---------- EXTRAIT DU DOCUMENT ----------

Le marché du carbone a une fonction importante. Il ne peut cependant pas être la solution unique au problème du changement climatique. Il ne peut en aucun cas se substituer à la volonté politique. En revanche, dénier toute utilité au marché du carbone sur la base d’interprétations tronquées et erronées est une autre dérive. Faisons preuve de pragmatisme. Régulons mieux l’EU ETS sur le périmètre où il est pertinent, celui des grandes entreprises capables de manipuler cet instrument. Fixons des objectifs climatiques clairs et ambitieux, longtemps à l’avance. Utilisons mieux et davantage les mécanismes économiques capables d’assurer une évolution moins heurtée du prix des quotas d’émissions, tels que la réserve de stabilité. Mais ne jetons pas le bébé avec l’eau du bain !
Au niveau international, malgré des progrès clairement insuffisants concernant les objectifs de réduction des émissions de CO2, la COP26 a enregistré quelques progrès significatifs sur les instruments économiques, avec un texte final qui ouvre la voie à la création d’un marché international du carbone et d’un mécanisme de projet pour l’Accord de Paris(8). Cette avancée constitue une étape importante pour passer de la théorie à la pratique en drainant les financements nécessaires à la mise en œuvre des objectifs fixés par l’Accord de Paris. Ainsi, la COP26 a-t-elle ouvert la voie pour que nous puissions nous doter d’un thermomètre à l’échelle mondiale. Il s’agit maintenant de s’attaquer sérieusement à la maladie, et le marché du carbone fait partie du remède.

----------

* EXERCICES À RÉSOUDRE:
1) Dans l'extrait sur le marché du carbone, quel mécanisme économique est cité en exemple pour que le prix des quotas d'émissions évolue de façon moins heurtée ?
2) Relevez tous les verbes conjugués à l'impératif dans l'extrait sur le marché du carbone.
3) Prolongez le texte sur le marché du carbone en reprenant après sa dernière phrase.

---------- LISTE PRÉSENTÉE ----------

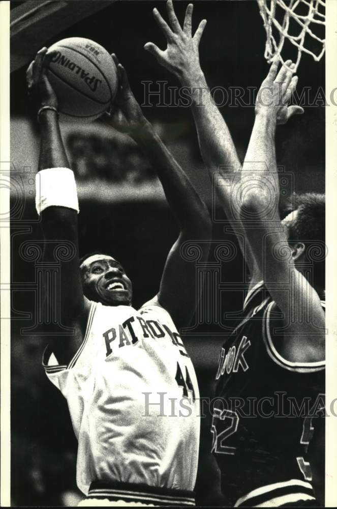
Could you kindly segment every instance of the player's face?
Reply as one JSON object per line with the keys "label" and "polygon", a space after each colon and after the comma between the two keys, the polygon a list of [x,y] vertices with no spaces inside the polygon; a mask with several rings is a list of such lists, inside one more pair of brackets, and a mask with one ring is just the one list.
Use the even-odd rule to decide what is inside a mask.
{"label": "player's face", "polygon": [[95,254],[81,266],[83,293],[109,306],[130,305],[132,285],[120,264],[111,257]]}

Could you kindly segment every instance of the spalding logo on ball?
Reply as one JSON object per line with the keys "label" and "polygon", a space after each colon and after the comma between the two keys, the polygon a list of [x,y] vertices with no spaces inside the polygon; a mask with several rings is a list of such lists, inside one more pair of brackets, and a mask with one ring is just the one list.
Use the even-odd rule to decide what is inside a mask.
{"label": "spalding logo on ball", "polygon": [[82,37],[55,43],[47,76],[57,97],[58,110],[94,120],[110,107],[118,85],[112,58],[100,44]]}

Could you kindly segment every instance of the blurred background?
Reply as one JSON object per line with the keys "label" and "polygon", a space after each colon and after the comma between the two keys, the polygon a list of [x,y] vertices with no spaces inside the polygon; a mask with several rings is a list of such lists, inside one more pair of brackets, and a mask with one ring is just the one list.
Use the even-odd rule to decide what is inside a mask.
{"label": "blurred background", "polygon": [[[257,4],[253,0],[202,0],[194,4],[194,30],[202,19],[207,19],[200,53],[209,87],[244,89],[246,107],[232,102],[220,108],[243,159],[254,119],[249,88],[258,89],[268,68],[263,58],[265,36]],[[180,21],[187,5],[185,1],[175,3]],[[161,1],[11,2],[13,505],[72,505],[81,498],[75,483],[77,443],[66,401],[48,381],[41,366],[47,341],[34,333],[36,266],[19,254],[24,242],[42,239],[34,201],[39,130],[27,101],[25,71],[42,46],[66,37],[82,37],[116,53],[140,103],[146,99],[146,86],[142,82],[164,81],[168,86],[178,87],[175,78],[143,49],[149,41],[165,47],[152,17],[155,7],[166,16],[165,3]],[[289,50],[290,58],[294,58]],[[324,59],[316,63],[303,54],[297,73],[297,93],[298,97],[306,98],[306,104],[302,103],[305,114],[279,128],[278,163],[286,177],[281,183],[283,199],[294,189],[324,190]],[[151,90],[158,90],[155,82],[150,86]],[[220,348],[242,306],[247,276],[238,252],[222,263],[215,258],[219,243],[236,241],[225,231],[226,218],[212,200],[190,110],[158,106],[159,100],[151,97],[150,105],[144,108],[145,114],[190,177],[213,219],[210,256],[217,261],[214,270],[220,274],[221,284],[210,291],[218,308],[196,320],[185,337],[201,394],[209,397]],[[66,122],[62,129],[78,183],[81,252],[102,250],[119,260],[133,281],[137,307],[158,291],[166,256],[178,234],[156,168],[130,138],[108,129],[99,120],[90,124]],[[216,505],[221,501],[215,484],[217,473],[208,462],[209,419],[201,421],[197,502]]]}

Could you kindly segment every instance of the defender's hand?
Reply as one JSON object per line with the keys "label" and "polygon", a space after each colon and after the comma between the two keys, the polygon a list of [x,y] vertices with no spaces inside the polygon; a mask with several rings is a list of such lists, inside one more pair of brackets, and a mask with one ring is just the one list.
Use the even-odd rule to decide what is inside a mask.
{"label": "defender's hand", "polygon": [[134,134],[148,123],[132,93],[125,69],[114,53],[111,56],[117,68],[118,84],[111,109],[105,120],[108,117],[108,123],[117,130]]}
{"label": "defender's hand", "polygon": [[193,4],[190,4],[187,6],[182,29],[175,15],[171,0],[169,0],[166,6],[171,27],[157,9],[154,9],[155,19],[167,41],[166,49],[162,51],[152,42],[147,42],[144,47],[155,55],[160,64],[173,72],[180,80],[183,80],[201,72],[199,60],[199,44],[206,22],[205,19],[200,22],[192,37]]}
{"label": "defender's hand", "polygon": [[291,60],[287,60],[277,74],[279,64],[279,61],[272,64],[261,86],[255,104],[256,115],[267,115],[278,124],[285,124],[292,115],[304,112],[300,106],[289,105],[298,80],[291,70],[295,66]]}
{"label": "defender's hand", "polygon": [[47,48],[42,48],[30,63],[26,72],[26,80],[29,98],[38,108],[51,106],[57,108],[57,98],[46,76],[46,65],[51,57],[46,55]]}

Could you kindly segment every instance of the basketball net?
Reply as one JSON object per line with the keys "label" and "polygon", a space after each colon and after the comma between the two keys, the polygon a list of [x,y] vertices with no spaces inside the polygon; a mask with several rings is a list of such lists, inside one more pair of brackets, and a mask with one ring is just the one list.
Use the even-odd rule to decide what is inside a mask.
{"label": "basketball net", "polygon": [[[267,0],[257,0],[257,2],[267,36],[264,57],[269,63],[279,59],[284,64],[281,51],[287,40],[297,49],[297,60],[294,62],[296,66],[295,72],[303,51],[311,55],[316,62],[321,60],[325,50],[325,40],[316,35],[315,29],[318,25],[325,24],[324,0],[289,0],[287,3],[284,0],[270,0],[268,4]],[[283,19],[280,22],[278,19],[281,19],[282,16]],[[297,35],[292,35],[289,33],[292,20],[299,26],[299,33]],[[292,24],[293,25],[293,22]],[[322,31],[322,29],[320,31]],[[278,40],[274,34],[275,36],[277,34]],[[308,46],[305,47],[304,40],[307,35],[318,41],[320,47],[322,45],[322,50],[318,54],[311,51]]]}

----------

* EXERCICES CORRIGÉS:
1) La réserve de stabilité.

2) Faisons, Régulons, Fixons, Utilisons, jetons

3)
Sources / Notes
- Les secteurs soumis à l’EU ETS et les seuils à partir desquels les installations y sont soumises sont définis dans la Directive 2003/87/CE (ainsi que dans les directives et règlements subséquents qui complètent et modifient la première), qui fixe les modalités d’application du système. Le secteur le plus important est celui de la combustion, qui correspond essentiellement à la production d’électricité (et quelques grosses chaufferies collectives) et qui compte pour la moitié des émissions sur l’EU ETS. Les émissions de l’industrie (essentiellement l’acier, le ciment, le raffinage et la chimie) représentent près de 30% de l’EU ETS. Quelques références sur l’EU ETS : Chiffres clés du climat - France, Europe et Monde - Édition 2022 (Service des données et études statistiques, Ministère de la Transition Écologique) ; The EU Emissions Trading System in 2021: trends and projections (Agence Européenne pour l’Environnement).
- Ce qui représente une part très faible des émissions couvertes (3,4% des émissions sur l’EU ETS en 2019)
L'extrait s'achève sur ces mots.